[[ Records to process, beginning ]]

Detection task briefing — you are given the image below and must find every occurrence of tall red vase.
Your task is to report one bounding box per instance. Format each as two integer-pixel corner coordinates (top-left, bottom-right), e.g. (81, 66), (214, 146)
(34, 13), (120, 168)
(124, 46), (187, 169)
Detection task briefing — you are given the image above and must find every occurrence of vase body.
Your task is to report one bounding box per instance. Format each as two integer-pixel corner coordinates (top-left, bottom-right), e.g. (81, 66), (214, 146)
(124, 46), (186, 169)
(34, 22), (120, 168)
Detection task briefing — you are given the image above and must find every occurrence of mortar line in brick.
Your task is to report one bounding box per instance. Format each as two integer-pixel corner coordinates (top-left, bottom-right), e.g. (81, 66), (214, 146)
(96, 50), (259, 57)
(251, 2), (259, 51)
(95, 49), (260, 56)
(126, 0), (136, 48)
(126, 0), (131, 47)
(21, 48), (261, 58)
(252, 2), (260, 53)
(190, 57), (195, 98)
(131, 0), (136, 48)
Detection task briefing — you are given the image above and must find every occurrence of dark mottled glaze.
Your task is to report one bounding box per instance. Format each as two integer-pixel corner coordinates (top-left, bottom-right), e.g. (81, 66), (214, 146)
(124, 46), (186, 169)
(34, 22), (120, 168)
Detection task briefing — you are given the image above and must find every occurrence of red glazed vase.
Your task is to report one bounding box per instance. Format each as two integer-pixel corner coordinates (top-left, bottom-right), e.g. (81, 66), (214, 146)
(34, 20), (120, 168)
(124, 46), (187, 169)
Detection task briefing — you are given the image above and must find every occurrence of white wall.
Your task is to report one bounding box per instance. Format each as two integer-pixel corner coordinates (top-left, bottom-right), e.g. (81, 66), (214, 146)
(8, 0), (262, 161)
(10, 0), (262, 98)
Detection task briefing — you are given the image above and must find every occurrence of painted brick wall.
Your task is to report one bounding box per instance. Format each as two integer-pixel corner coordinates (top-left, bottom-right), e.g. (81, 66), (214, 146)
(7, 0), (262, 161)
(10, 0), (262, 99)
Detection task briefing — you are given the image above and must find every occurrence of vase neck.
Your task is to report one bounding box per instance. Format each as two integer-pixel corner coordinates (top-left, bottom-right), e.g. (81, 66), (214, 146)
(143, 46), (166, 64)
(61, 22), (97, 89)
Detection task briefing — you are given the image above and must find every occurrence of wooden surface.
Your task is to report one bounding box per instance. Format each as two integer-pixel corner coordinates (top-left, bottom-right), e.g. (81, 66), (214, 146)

[[ Records to process, end ]]

Exercise aim: Extract the entries above verbatim.

Expected answer:
Detection task briefing — you are given the image below and must find every occurrence of tall red vase.
Your task is to report one bounding box per instance. Format each as two integer-pixel corner coordinates (top-left, bottom-right), e.g. (81, 66), (214, 146)
(34, 13), (120, 168)
(124, 46), (187, 169)
Detection task briefing — you are given the image above and must find every occurrence of vase body.
Your task is to report one bounding box per instance. Format each as two integer-pixel corner coordinates (top-left, bottom-right), e.g. (81, 66), (214, 146)
(124, 46), (186, 169)
(34, 22), (120, 168)
Detection task briefing — you are given the image above and must find every occurrence of mortar line in brick.
Your task is to report one bounding box per instance. Format each as two integer-pixel corner coordinates (top-left, bottom-right), e.g. (81, 66), (214, 146)
(96, 50), (259, 57)
(251, 2), (259, 51)
(95, 49), (260, 56)
(126, 0), (136, 48)
(126, 0), (131, 47)
(21, 48), (261, 58)
(252, 2), (260, 53)
(190, 57), (195, 98)
(131, 0), (136, 48)
Detection task briefing — you are given the image above and must find every occurrence of dark mottled glaze.
Your task is to report one bounding box per instance. Format each as two integer-pixel corner coordinates (top-left, bottom-right), e.g. (81, 66), (214, 146)
(124, 46), (186, 169)
(34, 22), (120, 168)
Detection task briefing — you are given the image above and must find every occurrence of red glazed vase.
Your task is to report one bounding box per instance. Format each as two integer-pixel corner coordinates (top-left, bottom-right), e.g. (81, 66), (214, 146)
(34, 20), (120, 168)
(124, 46), (187, 169)
Detection task briefing — you are given the image above and must find every occurrence of white wall.
Your task is to report one bounding box per instance. Format each as two integer-pixel corner coordinates (top-left, bottom-right), e.g. (81, 66), (214, 146)
(8, 0), (262, 161)
(10, 0), (262, 98)
Detection task briefing — you are given the image above and must find every occurrence of painted brick wall.
Your task is to report one bounding box per instance. Format each as two integer-pixel corner coordinates (top-left, bottom-right), e.g. (81, 66), (214, 146)
(7, 0), (262, 161)
(10, 0), (262, 99)
Detection task briefing — you are given the image above and must find every occurrence of vase neck.
Your task is to report one bounding box per instance. Format each as two integer-pixel corner coordinates (top-left, bottom-right), e.g. (81, 66), (214, 146)
(143, 46), (166, 64)
(61, 22), (97, 89)
Detection task briefing — you are given the image above and must find every occurrence of wooden surface.
Your task is to report one bounding box per instance. Format each as two integer-pixel corner coordinates (top-left, bottom-right), e.g. (81, 66), (214, 146)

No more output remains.